YOUR INSTRUCTIONS
Reproduce, word for word, the portion of the records below that opens with the line containing "the boy standing" and continues to the end of the records, including that first line.

DATASET RECORDS

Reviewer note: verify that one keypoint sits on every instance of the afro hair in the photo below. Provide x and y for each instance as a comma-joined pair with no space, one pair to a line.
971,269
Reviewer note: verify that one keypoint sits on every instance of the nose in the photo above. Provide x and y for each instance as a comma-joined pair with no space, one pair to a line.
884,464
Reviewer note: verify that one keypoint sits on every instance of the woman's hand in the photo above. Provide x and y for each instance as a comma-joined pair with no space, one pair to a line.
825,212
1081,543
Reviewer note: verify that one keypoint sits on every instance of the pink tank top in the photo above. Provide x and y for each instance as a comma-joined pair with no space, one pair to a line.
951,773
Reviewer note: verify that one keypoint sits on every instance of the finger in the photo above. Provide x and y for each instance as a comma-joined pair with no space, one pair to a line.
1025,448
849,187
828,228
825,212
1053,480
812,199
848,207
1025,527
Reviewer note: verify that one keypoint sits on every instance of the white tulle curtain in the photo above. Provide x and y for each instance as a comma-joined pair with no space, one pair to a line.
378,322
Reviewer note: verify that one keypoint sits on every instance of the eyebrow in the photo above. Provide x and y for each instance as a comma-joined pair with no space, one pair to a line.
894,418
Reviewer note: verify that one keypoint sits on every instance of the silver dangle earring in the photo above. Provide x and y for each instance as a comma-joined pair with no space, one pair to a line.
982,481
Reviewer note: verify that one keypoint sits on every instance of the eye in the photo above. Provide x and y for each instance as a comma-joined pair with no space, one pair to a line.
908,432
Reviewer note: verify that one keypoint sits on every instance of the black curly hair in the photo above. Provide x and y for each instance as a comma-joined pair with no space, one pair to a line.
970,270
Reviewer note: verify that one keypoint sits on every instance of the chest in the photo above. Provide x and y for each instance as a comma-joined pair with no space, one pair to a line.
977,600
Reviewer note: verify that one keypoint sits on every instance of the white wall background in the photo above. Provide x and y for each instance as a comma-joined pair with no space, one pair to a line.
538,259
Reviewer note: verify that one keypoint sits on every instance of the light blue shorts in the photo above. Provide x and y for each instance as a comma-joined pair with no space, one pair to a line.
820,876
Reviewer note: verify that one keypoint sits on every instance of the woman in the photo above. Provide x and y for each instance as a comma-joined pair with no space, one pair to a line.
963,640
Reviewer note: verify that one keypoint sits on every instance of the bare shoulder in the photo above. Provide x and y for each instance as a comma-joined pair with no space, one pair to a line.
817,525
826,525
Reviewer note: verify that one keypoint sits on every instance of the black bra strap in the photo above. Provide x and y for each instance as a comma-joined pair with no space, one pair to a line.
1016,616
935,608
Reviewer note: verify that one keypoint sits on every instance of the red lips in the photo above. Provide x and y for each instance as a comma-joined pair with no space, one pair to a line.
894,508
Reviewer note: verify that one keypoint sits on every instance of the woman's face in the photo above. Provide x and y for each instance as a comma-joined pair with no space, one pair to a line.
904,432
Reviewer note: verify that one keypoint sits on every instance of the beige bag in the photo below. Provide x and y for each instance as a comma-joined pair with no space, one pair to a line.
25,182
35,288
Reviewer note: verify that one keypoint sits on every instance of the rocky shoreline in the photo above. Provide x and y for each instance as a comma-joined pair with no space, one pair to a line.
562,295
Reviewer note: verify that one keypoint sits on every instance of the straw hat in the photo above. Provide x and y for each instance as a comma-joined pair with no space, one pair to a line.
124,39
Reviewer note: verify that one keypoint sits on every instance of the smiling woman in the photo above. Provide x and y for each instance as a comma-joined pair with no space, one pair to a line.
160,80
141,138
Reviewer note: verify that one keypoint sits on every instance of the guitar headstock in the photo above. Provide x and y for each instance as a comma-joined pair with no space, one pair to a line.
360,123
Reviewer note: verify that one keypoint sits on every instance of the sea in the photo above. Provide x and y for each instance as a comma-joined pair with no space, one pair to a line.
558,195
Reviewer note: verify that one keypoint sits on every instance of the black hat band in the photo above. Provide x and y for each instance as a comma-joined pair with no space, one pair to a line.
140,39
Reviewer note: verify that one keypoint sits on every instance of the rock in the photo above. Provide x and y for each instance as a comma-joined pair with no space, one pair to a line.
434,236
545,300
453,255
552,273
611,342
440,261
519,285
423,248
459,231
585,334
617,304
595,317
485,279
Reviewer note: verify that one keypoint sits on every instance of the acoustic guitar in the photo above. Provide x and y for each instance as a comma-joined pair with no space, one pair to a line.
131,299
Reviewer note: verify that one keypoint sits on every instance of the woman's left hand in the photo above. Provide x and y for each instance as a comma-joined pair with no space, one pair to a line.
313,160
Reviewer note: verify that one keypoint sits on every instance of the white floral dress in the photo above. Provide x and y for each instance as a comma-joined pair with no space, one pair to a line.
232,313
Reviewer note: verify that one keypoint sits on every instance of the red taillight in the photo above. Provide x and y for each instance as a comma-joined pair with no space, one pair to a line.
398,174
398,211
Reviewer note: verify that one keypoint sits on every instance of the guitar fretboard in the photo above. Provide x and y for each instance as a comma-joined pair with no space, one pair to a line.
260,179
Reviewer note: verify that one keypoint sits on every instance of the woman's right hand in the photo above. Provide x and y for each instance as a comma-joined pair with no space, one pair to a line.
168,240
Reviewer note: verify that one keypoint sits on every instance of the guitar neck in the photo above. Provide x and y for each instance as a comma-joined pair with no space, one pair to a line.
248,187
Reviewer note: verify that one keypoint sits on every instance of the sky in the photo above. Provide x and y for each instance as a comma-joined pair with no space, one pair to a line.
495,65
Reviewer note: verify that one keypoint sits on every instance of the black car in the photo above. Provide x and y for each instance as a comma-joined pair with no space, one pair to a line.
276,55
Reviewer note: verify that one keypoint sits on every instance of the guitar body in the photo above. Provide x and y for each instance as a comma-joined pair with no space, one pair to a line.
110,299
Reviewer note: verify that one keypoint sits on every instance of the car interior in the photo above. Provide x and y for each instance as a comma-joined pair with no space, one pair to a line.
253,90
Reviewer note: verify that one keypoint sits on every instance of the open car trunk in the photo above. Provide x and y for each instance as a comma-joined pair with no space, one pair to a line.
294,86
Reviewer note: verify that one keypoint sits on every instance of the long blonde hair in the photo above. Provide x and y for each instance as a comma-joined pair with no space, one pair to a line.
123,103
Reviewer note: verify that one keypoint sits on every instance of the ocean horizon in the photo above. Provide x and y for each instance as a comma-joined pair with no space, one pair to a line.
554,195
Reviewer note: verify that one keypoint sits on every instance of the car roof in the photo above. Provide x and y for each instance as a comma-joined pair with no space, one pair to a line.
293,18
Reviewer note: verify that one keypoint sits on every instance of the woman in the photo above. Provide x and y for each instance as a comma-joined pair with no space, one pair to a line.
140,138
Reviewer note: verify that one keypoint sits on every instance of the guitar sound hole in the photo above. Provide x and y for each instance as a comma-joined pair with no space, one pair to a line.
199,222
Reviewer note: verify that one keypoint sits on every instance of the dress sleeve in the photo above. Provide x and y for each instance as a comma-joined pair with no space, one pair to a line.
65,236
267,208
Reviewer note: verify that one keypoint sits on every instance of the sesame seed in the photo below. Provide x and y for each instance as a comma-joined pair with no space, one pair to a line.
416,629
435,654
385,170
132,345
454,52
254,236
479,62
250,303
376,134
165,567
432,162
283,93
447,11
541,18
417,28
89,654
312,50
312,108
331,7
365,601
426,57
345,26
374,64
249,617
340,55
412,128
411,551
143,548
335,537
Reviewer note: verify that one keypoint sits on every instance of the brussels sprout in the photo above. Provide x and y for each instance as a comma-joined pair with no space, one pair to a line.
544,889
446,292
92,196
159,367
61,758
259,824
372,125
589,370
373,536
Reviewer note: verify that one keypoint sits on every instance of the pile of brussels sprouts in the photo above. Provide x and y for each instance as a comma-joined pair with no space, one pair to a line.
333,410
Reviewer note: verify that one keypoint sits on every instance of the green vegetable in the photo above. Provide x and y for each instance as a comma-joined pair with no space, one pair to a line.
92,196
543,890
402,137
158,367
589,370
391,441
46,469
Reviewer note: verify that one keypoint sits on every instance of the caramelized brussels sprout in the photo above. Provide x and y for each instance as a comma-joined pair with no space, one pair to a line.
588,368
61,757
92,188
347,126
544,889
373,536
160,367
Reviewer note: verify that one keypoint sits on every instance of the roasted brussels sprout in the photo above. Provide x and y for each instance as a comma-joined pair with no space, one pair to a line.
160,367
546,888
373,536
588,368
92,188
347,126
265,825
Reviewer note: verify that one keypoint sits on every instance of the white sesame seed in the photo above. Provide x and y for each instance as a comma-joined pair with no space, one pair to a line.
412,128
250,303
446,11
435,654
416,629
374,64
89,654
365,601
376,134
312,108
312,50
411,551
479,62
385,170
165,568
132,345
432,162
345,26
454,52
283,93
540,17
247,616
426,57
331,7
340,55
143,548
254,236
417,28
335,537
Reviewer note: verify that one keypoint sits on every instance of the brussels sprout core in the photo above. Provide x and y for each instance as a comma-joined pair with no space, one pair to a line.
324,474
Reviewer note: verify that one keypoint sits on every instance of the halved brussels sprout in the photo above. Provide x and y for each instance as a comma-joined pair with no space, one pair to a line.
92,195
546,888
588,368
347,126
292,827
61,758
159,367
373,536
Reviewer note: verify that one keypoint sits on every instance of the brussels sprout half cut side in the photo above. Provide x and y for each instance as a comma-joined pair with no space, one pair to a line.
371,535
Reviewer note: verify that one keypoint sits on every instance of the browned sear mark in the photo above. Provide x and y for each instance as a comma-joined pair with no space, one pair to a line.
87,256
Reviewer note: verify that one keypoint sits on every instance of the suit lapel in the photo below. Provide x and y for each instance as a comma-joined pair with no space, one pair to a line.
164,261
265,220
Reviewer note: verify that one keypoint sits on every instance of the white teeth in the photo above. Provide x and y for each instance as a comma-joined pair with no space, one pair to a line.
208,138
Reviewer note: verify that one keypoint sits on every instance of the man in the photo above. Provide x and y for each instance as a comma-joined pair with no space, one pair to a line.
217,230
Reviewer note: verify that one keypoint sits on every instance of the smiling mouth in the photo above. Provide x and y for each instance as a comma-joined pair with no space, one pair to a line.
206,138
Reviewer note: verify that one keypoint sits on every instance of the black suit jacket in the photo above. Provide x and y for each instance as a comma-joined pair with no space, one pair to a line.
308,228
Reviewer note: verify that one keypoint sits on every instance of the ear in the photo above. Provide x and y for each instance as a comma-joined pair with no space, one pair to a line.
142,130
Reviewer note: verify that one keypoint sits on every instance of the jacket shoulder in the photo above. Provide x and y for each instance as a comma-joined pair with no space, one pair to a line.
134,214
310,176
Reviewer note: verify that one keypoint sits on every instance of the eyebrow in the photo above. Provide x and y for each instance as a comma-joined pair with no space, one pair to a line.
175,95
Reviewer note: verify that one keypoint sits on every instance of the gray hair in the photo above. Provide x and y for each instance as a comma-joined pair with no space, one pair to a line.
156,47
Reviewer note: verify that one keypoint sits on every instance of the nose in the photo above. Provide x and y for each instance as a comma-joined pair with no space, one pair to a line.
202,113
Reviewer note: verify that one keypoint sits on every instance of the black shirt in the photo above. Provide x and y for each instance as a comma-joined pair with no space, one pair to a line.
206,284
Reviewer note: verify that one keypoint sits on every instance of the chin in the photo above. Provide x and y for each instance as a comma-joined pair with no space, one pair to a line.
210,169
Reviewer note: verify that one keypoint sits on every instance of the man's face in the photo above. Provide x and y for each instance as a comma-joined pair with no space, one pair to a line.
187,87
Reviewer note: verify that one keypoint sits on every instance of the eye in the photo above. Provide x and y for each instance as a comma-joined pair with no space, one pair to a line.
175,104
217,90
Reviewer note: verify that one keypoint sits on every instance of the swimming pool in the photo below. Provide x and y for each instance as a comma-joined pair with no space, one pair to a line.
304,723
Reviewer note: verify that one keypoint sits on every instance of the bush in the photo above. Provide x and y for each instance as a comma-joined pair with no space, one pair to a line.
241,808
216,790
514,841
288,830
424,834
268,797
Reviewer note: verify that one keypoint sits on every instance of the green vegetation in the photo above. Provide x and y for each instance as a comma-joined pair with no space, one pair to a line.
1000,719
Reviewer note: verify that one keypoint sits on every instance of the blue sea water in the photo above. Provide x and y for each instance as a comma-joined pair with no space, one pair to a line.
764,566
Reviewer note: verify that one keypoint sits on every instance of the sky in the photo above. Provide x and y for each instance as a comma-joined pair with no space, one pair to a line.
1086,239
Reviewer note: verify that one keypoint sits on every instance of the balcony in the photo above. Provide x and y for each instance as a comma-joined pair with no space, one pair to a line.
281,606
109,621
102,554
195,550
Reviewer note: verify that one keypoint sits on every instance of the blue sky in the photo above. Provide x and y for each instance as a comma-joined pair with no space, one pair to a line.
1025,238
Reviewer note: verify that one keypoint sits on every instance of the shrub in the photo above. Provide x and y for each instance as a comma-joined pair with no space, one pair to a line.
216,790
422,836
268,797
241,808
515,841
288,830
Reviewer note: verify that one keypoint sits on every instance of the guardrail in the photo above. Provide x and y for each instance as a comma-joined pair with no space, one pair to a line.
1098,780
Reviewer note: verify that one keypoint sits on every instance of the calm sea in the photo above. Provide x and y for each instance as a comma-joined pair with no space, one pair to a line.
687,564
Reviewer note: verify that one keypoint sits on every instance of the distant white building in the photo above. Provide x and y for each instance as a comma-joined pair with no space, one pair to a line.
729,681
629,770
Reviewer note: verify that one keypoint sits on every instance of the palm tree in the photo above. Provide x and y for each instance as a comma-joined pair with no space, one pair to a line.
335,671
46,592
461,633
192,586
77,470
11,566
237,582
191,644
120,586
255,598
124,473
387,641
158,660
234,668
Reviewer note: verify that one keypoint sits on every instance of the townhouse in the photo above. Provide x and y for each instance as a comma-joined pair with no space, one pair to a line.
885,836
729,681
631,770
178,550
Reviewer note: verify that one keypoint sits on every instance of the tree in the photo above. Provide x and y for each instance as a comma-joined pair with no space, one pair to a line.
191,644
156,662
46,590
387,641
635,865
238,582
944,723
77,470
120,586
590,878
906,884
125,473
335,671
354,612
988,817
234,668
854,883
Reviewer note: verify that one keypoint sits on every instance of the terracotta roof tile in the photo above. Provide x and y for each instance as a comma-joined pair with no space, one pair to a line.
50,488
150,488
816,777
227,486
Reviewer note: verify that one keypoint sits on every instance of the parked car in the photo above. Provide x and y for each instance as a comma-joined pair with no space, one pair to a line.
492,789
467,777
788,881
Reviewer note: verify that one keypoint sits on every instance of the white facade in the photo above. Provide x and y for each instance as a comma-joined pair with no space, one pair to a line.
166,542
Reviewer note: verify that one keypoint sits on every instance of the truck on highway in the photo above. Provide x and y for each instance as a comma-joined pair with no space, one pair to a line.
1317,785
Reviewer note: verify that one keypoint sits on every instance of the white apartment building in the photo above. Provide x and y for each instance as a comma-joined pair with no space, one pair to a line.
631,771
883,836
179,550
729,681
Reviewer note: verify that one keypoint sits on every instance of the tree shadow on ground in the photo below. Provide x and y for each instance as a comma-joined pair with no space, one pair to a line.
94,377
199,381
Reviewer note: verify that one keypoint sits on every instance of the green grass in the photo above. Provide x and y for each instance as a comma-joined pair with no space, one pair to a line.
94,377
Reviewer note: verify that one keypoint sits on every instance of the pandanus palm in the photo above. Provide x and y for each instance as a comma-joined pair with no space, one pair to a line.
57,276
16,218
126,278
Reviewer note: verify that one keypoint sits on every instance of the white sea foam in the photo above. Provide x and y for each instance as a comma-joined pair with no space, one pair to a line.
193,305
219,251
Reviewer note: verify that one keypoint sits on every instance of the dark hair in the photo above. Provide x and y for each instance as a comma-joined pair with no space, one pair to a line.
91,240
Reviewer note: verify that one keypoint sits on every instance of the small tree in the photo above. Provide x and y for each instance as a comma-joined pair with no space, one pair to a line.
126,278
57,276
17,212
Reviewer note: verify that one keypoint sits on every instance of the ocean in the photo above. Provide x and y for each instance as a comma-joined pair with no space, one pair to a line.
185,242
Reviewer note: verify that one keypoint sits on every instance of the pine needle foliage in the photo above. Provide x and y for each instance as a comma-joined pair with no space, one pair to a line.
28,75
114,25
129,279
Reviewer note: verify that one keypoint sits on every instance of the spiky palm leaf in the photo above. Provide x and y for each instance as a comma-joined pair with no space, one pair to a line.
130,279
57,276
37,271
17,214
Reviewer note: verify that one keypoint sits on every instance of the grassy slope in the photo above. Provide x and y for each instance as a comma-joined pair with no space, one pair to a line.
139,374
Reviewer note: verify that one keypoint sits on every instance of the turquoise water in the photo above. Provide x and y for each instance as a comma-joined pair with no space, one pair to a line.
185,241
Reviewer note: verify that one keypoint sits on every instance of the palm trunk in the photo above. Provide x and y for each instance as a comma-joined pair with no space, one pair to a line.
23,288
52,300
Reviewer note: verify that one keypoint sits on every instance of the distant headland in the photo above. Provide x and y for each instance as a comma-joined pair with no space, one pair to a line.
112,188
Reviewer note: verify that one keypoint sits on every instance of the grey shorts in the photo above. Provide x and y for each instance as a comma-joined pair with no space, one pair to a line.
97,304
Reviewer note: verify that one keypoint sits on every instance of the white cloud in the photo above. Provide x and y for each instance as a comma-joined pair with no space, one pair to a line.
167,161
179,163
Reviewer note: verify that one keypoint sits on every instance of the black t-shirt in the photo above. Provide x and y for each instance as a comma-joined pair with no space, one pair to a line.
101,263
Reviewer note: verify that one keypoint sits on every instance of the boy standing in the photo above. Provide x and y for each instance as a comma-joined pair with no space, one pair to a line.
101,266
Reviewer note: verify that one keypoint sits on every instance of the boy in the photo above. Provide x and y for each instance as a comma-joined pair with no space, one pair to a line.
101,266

FINISHED TASK
Reviewer note: verify that one keypoint sits on every instance of the boy standing in the photo above. Provide x and y for each instance as a comma-joined pair with no space, one pair to a line.
101,266
Reviewer note: verify that one keypoint sits on every instance of the boy in the photo above. Provide x and y for each instance as a comma-joined pair with no space, one pair to a line.
101,266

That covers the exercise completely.